» WORK REQUEST
Find the lines in the records below that contain "hull", and report each of them.

SUPPLIED ENTRIES Block Start

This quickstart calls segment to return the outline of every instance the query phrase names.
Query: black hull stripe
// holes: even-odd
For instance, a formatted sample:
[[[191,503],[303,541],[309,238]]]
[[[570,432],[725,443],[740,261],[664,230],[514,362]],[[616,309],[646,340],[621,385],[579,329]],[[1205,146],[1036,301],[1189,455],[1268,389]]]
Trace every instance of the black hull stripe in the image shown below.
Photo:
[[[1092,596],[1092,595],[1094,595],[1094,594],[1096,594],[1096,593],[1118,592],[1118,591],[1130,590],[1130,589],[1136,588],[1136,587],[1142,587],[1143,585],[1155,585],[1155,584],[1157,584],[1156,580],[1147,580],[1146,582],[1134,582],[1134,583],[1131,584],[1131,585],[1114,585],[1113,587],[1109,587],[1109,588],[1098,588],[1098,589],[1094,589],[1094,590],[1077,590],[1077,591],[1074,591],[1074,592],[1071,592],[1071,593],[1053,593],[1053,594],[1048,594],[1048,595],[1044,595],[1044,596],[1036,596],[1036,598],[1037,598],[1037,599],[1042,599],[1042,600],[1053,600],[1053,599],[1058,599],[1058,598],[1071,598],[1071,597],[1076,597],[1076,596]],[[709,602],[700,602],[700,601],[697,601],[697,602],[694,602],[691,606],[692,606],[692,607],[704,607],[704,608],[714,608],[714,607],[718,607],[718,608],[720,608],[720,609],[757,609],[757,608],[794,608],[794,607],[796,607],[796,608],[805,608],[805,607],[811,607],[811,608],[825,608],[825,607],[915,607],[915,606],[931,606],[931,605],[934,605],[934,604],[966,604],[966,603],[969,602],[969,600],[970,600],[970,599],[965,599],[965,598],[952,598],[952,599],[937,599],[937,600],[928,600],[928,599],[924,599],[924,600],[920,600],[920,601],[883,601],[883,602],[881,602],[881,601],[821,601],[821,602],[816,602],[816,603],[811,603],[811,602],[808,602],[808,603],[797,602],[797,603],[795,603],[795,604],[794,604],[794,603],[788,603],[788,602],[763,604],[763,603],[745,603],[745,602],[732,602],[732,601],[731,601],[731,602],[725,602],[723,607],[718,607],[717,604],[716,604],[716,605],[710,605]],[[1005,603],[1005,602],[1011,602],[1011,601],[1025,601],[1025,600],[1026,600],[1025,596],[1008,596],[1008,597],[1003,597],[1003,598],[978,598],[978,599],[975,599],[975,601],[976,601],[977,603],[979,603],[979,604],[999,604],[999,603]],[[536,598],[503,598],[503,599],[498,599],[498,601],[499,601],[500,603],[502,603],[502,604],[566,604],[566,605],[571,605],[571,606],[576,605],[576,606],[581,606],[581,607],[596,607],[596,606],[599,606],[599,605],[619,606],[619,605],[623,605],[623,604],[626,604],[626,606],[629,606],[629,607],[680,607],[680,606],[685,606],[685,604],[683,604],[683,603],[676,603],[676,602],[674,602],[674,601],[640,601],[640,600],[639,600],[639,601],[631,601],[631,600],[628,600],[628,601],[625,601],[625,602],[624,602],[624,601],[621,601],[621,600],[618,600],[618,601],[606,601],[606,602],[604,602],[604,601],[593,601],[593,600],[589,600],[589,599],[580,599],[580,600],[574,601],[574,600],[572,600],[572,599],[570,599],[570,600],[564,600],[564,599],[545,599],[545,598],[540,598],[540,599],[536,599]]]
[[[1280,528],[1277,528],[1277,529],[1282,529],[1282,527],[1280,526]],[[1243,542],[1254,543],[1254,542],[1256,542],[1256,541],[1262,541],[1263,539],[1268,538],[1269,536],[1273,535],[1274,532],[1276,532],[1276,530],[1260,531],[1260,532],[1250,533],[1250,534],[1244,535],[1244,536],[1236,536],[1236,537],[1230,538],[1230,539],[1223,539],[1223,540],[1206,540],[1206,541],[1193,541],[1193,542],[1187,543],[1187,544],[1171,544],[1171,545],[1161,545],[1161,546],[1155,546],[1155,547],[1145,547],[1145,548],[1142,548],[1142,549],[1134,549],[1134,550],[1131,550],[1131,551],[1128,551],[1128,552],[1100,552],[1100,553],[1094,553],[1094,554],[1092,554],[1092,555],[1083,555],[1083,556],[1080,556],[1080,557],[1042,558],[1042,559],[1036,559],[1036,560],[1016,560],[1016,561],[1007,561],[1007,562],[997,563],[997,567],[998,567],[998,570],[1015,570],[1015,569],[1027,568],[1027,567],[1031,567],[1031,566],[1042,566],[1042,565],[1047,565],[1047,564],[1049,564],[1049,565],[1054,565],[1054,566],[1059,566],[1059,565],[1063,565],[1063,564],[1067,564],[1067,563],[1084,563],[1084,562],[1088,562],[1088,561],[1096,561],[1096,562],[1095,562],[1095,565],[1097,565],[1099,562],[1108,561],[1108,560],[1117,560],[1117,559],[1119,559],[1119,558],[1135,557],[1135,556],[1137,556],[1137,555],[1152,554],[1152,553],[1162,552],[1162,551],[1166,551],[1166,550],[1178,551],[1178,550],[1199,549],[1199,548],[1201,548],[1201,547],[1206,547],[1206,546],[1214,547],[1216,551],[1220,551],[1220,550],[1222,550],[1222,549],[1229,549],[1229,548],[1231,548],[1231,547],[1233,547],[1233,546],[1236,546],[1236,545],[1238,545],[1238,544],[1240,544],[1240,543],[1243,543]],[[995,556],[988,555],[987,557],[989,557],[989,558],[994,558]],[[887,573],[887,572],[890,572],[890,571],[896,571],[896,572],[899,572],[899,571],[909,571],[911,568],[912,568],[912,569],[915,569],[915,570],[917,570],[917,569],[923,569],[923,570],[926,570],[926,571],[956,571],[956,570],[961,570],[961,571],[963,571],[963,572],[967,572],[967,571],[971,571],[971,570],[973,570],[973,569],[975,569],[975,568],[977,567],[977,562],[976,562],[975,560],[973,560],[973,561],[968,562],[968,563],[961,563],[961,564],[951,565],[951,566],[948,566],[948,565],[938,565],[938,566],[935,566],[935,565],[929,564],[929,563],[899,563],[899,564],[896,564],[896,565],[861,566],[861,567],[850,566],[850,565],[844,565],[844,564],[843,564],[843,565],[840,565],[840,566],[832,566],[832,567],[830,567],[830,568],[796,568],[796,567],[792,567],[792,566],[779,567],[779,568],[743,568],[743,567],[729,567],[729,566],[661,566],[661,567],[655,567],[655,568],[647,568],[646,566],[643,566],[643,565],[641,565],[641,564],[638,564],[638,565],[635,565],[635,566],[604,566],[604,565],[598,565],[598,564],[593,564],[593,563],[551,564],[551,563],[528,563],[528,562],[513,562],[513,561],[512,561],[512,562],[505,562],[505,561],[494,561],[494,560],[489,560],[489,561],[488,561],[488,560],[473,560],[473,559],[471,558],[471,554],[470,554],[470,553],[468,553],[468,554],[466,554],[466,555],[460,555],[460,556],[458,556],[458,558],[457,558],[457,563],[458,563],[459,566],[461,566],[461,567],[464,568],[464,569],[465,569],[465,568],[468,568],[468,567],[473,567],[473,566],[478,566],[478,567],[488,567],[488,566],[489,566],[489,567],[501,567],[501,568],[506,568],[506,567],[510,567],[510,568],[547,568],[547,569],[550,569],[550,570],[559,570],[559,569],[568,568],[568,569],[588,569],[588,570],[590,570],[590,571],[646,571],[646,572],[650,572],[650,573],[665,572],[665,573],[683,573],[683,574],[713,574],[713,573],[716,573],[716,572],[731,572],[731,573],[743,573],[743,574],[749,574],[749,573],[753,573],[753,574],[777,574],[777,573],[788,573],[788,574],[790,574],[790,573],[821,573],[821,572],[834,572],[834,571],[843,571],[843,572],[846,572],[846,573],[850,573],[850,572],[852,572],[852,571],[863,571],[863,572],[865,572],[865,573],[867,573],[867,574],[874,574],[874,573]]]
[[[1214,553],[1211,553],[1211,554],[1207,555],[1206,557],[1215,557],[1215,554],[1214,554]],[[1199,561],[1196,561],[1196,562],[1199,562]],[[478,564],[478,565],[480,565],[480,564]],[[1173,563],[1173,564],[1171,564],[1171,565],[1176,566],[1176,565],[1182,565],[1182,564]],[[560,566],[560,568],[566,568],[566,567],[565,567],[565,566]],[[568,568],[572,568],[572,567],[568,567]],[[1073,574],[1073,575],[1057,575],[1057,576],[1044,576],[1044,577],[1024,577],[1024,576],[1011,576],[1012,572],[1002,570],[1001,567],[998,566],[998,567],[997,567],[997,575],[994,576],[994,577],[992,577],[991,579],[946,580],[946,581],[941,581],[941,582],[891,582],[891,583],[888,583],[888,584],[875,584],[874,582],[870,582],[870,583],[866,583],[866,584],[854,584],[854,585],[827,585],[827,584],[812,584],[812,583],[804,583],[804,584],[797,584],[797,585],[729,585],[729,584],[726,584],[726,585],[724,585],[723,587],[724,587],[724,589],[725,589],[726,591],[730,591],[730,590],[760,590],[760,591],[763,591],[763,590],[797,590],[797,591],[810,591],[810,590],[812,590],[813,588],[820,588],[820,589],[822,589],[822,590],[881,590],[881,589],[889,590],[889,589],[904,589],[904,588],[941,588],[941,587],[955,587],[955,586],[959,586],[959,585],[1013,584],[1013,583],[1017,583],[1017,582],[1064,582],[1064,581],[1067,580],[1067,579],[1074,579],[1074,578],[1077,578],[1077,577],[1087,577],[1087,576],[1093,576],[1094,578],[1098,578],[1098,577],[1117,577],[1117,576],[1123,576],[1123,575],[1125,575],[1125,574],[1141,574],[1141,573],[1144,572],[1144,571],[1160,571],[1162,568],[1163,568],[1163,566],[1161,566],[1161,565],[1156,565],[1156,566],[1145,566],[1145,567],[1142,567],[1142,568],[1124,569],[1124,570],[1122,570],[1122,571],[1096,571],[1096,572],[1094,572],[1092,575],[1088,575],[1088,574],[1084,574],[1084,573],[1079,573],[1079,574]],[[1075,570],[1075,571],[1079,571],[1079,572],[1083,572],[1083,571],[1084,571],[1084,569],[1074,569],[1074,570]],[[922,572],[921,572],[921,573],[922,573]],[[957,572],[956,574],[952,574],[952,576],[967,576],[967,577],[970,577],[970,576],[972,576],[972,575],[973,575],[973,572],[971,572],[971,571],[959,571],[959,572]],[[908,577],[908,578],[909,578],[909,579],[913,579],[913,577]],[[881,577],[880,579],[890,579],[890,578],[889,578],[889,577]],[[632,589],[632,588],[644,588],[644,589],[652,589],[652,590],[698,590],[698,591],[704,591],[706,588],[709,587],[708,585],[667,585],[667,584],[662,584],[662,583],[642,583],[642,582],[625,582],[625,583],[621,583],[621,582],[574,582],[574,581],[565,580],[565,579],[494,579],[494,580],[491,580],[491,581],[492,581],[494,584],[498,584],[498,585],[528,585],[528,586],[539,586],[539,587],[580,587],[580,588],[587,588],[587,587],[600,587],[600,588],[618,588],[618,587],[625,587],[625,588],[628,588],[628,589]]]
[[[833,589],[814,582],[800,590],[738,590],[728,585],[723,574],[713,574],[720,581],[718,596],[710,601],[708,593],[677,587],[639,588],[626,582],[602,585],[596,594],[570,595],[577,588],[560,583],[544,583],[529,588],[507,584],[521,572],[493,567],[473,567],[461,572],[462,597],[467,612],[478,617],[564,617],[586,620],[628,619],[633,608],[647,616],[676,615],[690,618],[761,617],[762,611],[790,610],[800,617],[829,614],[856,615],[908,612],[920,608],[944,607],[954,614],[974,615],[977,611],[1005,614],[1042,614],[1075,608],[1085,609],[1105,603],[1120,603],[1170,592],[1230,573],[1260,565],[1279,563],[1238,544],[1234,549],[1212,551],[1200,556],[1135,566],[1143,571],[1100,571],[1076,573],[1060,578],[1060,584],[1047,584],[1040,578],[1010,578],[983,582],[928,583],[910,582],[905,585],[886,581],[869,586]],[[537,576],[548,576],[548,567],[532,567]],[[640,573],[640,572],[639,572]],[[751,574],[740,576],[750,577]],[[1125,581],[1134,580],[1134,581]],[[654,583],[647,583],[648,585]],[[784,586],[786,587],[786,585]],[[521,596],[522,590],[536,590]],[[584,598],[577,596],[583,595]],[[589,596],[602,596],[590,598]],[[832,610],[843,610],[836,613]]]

SUPPLIED ENTRIES Block End

» THE ANSWER
Query: black hull stripe
Trace every instance of the black hull stripe in the image shown below.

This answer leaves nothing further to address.